:: WHAT IS REQUIRED ::
Extract the text of every entry below exactly; leave images out.

:: INFORMATION GIVEN ::
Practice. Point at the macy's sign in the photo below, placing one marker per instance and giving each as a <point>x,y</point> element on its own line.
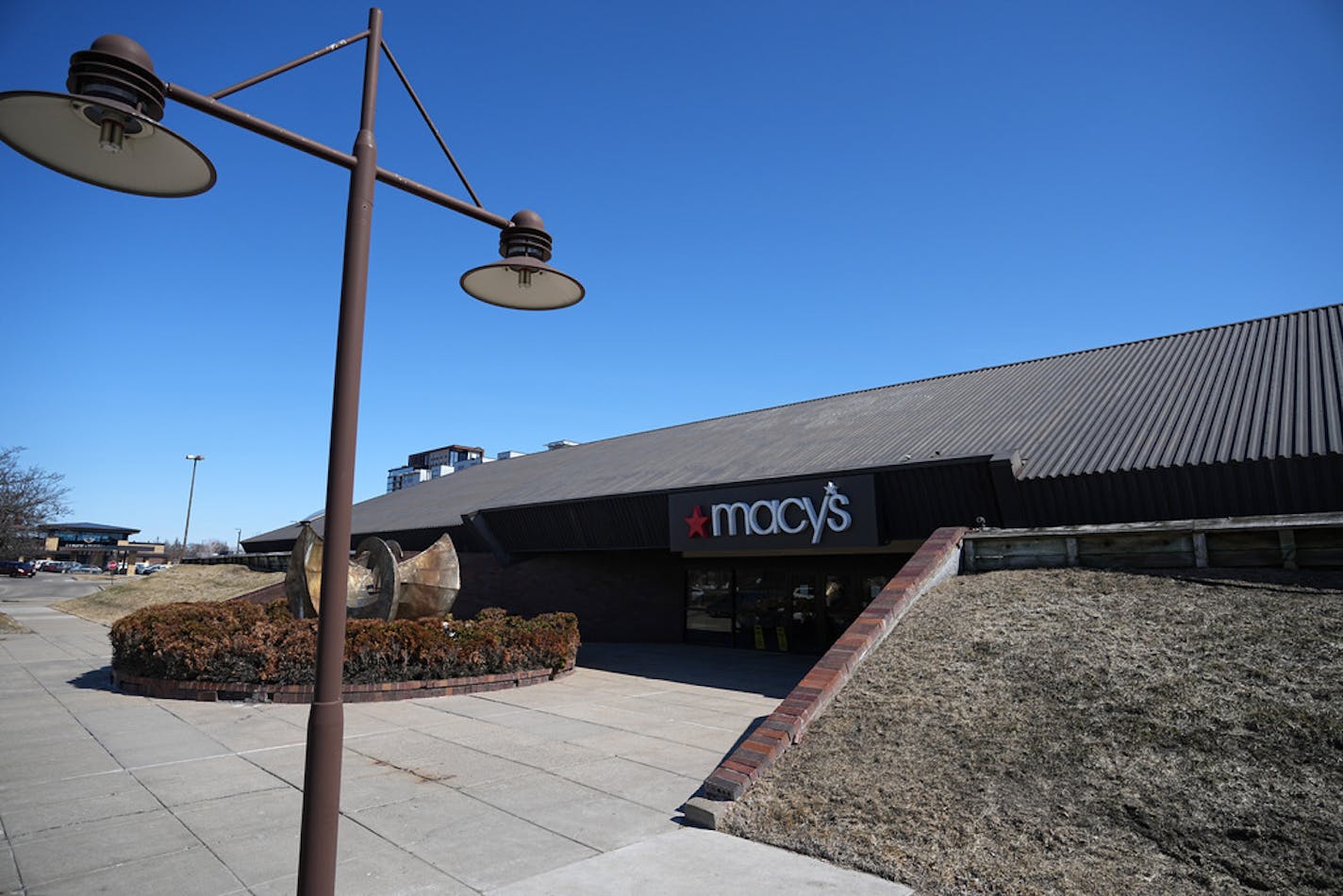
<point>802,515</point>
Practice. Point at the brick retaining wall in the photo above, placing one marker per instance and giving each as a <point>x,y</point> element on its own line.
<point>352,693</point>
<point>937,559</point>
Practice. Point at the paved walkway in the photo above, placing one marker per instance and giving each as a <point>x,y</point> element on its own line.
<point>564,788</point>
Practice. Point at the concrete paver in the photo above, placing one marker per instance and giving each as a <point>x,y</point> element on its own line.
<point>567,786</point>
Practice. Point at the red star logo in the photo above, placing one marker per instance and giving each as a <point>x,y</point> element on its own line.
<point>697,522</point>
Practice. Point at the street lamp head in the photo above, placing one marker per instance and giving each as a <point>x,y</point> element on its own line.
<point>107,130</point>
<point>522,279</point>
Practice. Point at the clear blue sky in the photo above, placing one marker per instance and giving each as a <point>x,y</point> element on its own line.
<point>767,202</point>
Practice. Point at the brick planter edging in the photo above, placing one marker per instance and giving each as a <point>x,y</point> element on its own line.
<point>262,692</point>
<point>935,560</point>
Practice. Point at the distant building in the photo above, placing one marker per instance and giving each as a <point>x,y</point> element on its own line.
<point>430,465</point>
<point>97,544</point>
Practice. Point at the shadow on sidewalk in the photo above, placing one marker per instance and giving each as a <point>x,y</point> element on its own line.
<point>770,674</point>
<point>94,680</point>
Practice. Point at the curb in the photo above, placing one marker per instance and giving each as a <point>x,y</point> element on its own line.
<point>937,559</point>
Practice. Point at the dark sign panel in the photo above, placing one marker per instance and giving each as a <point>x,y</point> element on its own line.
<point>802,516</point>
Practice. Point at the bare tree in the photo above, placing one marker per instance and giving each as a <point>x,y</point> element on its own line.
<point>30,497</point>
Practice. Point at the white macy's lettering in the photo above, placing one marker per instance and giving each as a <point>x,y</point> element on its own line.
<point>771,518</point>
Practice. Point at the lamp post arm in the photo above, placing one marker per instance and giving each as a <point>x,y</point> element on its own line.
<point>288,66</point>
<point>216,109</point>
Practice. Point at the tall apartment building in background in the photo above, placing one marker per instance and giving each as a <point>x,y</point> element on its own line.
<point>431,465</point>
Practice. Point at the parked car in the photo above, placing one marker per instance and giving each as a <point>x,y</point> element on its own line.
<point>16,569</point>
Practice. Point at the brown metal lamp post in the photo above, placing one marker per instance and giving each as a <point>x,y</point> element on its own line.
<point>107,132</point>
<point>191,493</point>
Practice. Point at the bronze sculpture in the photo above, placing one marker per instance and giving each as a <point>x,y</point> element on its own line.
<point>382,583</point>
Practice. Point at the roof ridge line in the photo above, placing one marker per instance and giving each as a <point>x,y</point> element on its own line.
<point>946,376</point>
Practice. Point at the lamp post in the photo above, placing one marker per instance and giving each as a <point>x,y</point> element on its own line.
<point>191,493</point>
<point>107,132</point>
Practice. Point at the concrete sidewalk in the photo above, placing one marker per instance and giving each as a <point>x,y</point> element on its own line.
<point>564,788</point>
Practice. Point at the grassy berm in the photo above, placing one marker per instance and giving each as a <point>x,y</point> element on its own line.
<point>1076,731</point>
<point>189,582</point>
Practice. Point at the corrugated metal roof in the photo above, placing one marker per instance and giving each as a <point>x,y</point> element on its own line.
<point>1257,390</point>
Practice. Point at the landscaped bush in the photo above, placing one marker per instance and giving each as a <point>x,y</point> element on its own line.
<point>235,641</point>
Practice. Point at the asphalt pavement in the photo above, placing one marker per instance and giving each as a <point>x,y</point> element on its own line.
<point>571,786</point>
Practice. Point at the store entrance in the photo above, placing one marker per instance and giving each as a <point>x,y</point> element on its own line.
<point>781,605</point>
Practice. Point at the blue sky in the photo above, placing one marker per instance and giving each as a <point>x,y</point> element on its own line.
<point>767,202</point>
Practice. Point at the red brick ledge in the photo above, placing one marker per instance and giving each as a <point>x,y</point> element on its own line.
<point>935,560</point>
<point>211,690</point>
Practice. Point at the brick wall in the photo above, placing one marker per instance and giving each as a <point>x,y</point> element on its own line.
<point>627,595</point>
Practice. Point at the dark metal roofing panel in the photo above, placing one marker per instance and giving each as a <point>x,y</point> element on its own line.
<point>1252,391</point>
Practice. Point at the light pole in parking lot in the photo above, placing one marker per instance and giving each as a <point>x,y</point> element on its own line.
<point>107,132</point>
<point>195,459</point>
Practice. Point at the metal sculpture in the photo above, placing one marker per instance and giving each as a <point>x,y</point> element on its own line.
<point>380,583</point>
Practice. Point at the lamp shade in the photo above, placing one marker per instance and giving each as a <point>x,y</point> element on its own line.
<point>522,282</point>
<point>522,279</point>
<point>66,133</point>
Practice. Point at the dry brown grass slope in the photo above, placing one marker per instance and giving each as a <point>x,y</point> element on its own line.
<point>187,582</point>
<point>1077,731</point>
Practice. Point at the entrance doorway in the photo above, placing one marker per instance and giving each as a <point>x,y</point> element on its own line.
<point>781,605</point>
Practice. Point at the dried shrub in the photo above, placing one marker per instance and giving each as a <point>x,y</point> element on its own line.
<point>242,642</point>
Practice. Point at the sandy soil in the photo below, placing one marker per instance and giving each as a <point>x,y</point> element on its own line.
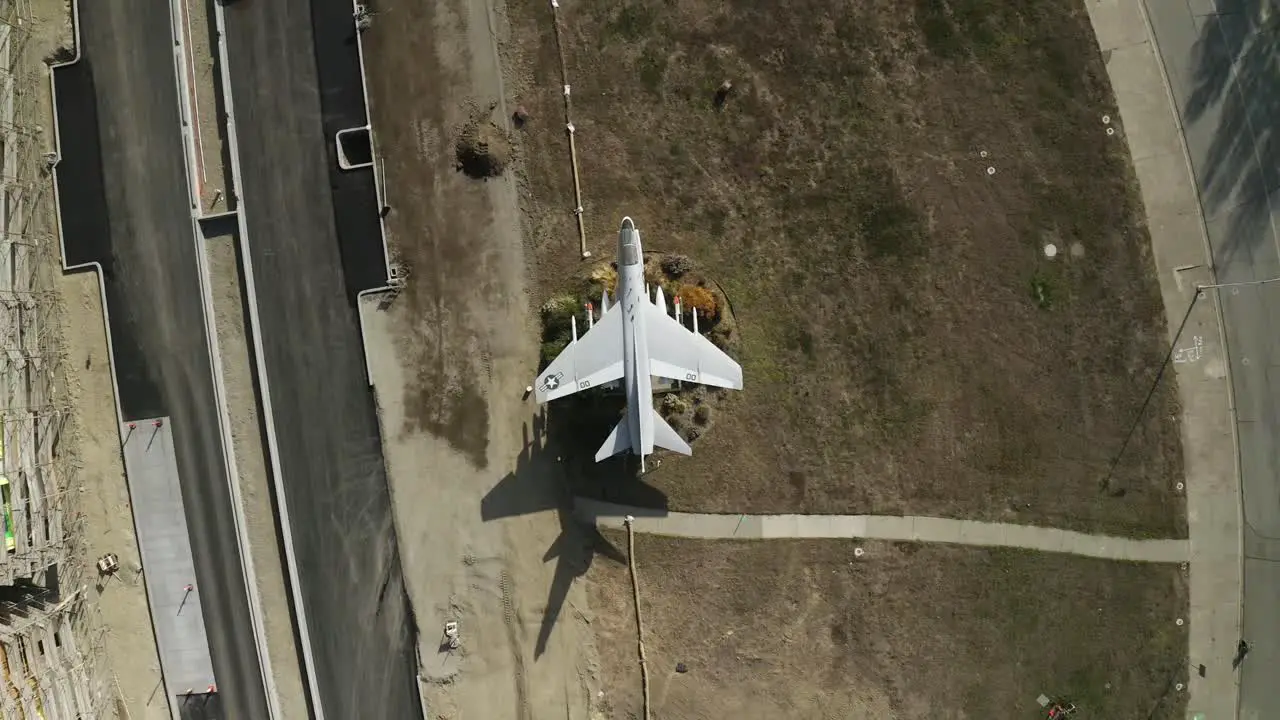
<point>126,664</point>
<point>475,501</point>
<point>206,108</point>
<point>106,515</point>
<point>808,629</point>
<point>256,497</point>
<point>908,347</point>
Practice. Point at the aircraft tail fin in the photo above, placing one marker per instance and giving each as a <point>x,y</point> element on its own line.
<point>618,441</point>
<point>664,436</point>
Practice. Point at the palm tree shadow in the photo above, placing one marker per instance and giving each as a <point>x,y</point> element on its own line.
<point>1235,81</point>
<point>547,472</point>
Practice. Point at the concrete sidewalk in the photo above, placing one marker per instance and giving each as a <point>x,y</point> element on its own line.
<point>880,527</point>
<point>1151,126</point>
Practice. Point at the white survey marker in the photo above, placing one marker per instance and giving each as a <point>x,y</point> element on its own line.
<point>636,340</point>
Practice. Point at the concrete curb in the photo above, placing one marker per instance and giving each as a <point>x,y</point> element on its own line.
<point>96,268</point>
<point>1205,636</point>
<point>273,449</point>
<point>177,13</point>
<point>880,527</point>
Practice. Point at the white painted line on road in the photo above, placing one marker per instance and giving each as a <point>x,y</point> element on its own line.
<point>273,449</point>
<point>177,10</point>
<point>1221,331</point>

:: TASK OUTPUT ::
Practice. Point at the macy's sign in the photo below, placing one marker per instance and giving each as a <point>x,y</point> element on its own line.
<point>802,515</point>
Practice. Point at the brick retaining wall in the photo above, placing one marker per instance and giving each as a <point>x,y</point> element on its own line.
<point>352,693</point>
<point>937,559</point>
Practice. Point at the paved walkway in the photo above, placing one marker per instance and giving each as a <point>x,y</point> element on its own line.
<point>564,788</point>
Practice. Point at the concrete paver in the photo above, placing one marker per instance and giving each as a <point>x,y</point> element on its own line.
<point>567,786</point>
Practice. Point at the red star logo in the photo above, placing one marker per instance and giving each as a <point>x,y</point> element on its own line.
<point>697,522</point>
Practice. Point at the street lamp head in the photo above, placing one marker per instance and giving each as a <point>x,y</point> element on its own line.
<point>107,130</point>
<point>522,279</point>
Practice. Point at the clear blue sky in the photo above, placing one marker per instance and giving each as a <point>x,y</point> element on its own line.
<point>767,202</point>
Practice. Point at the brick planter edging in the photo above, placing one marker per instance and giving each as a <point>x,y</point> element on its own line.
<point>262,692</point>
<point>935,560</point>
Practice. Point at the distant building in the photo above, placing one marker per instance and giving each as a <point>x,y</point> element on its own line.
<point>430,465</point>
<point>97,544</point>
Practice. Point at the shadow on sidewalk in the photo above, placing one marker per instance and giving each as a <point>x,y</point> element on its own line.
<point>770,674</point>
<point>94,680</point>
Practice. Point at the curb in the photo above, placing one marker per instance and giving each as a <point>x,y</point> element on its own line.
<point>937,559</point>
Practice. Point at the dark sign panel in the photo above, placing one marker per instance and giving each as a <point>x,y</point> element on its own line.
<point>802,516</point>
Practice. Point at the bare tree in the photo above, placing one marker per instance and giving each as a <point>x,y</point> element on its own line.
<point>30,497</point>
Practice. Point at the white macy's lettering in the photo above, placing one marker per instance and giving each as a <point>x,y</point> element on its own line.
<point>771,518</point>
Practice. Point at the lamp post arm in the photo above, placing one marker per instance and giving each as a <point>x,y</point> element on its own line.
<point>288,66</point>
<point>216,109</point>
Practice. Point at the tall apartment building in background in the photo above, placing one marker per instance and giving each as a <point>x,y</point> element on its own line.
<point>431,465</point>
Practice. Point at the parked car in the photo above, placing one marker per instance and giving each as a <point>x,y</point> element on its own line.
<point>16,569</point>
Practice. Point at the brown metal lamp post in the photo above, placing one marker per instance and giving each as a <point>x,y</point> element on its own line.
<point>107,132</point>
<point>191,493</point>
Practice. Point at the bronze sculpture in the photo above, placing one marker per instance and giving each as a <point>x,y</point> element on its own line.
<point>382,583</point>
Practice. Point at the roof ridge line in the photo above, placing one marker per instance and giving each as a <point>x,y</point> element on its own line.
<point>946,376</point>
Practice. Point at the lamp post in the photo above, placing one marker per instance and giving each as a <point>x,y</point> element on its own line.
<point>191,493</point>
<point>107,132</point>
Practice. Point at the concrete sidewalk in the photo above, placing one marker per instance and giving each as a <point>x,y</point> element on its own line.
<point>564,788</point>
Practice. Point at the grassy berm in the photo above, placing one marker per instance and giving each as a <point>x,y</point> element on its own line.
<point>1076,731</point>
<point>189,582</point>
Practice. Point at the corrugated metal roof in the photo above, placing one marker per instance and giving each as a <point>x,y</point> element on its own line.
<point>1257,390</point>
Practice. Point at the landscaped bush in the photo above, placing one marker per instance and giving each as a <point>x,y</point> element on its own line.
<point>235,641</point>
Practice. Point at the asphalt pavement in the photo above, placing one marker per instance and giving each as a <point>x,y</point> element on its own line.
<point>571,786</point>
Practice. Point at the store entrance in the photo above, placing one marker per instance and giving each as a <point>x,y</point> element on its own line.
<point>781,605</point>
Practice. Point at the blue sky in the photo above, placing one marker per instance and giving each as a <point>x,y</point> element on its own line.
<point>767,202</point>
Practice. Point at the red brick ledge in the photo above, placing one marker per instance and giving each as a <point>x,y</point> element on its own line.
<point>935,560</point>
<point>211,690</point>
Practice. Point at the brick wall in the photo above, placing one marker per instance and giving each as a <point>x,y</point> element on its own line.
<point>627,595</point>
Practice. Point at the dark metal roofing panel in the photo above, placing one marker per instance and giving each as a <point>x,y</point> element on its own line.
<point>1252,391</point>
Practice. Point at the light pole in parking lot in the photo above, placing one marker per instance and giving each as a <point>x,y</point> element on its own line.
<point>107,132</point>
<point>195,459</point>
Practice. Point at the metal sculpture in the photo above, placing one marker per instance and giving each as a <point>x,y</point> element on its own line.
<point>380,583</point>
Practice. Point at the lamp shade in the photo above, placing one marker per instance and giving each as a <point>x,y</point> element on its own line.
<point>522,282</point>
<point>522,279</point>
<point>66,133</point>
Practice. Point at the dry brown grass slope in the photo above, placing one marker per instance and giving each as a <point>x,y</point> element on its own line.
<point>187,582</point>
<point>1077,731</point>
Practice. Point at the entrance doorway in the photo above, placing one marker per instance and giving each as a <point>x,y</point> element on its own line.
<point>781,605</point>
Practice. Point at the dried shrub in the photo above, placing one marker per instance and giving each as a <point>x,y</point> element on its own line.
<point>242,642</point>
Practice. Point at the sandy soil in the photo below, placing one marker per instance and giving each as a <point>x,y</point> element on its own line.
<point>126,664</point>
<point>475,501</point>
<point>206,108</point>
<point>106,515</point>
<point>808,629</point>
<point>256,497</point>
<point>908,347</point>
Practice. Point at the aircraft tail fin in the photo above, placing one marker per instance and giving each as a <point>x,y</point> element on its own line.
<point>618,441</point>
<point>664,436</point>
Practice. Point at the palm tree shadow in the photo above, placing one marker per instance and giving each as a <point>x,y</point> element on its own line.
<point>1235,81</point>
<point>547,472</point>
Practice. Point at the concrete sidewalk in the photo above, placing one marker per instance and giving each as a <point>x,y</point> element on its own line.
<point>880,527</point>
<point>1151,126</point>
Practice. Point at the white survey marker in the photo above, placing one marker per instance and giving each as a <point>x,y</point> element on its own line.
<point>636,340</point>
Practice. Point at the concrete curb in the photo above, placing one marker per instance and giving each as a <point>x,y</point> element on its own line.
<point>96,268</point>
<point>1205,636</point>
<point>273,449</point>
<point>177,13</point>
<point>880,527</point>
Practice. Point at the white painted line on road in the photo above, placing one marker per instance and giving each as a <point>x,y</point> element on its own line.
<point>273,449</point>
<point>177,10</point>
<point>1221,331</point>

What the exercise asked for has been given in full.